- Brief -
Please pick up the advice on learning software engineering and continue it from its last sentence.

==== Extract to read

I was a self taught coder not so long ago so I can relate to your position. Since then I've shipped 10 Millions LOC applications, so I had to develop discernment. 3 things helps me to get software engineering : books, code and people.

First of all, good engineering is about beauty, the beauty of an elegant design, of an efficient mecanism. You need to develop that sense for beauty and to do that you need to see it and discuss it.

Books like SICP, Refactoring, Head First Design Patterns and Beautiful Code are all about beautiful/better code. Most of the time they are not about a language per se (or about exotic languages). Code complete is also interesting but somehow more low level.

Online reading of code is also a good way to educate your taste. I have no example in mind but this is a common question, you should easily find some ideas. Also, building an ambitious application (a game, 3d modeler, web server, database) is a good practive : you're likely to redo it 2 or 3 times to have a better architecture.

========
==== Provided data

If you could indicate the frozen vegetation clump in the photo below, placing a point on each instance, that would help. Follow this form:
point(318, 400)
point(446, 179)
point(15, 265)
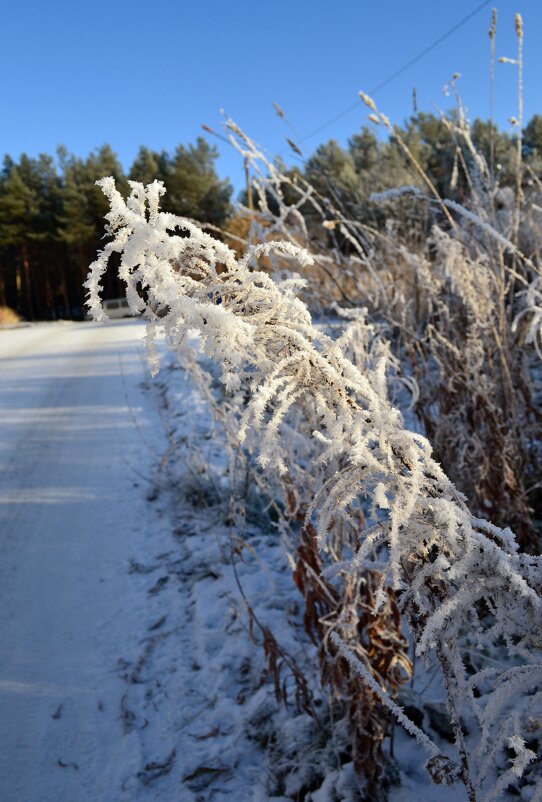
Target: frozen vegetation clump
point(450, 569)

========

- Written response -
People is also very important. If you find a/a few passionate software architect(s) to discuss with, you will be able to confront your view on what is beauty. I am still digesting some discussion I had with my manager a few years ago.

This "enlighment" is an ongoing process, so don't get discouraged and just move forward. One day, you'll see ugly code with an obvious alternative implementation, one you could discuss and compare objectively as better than the original.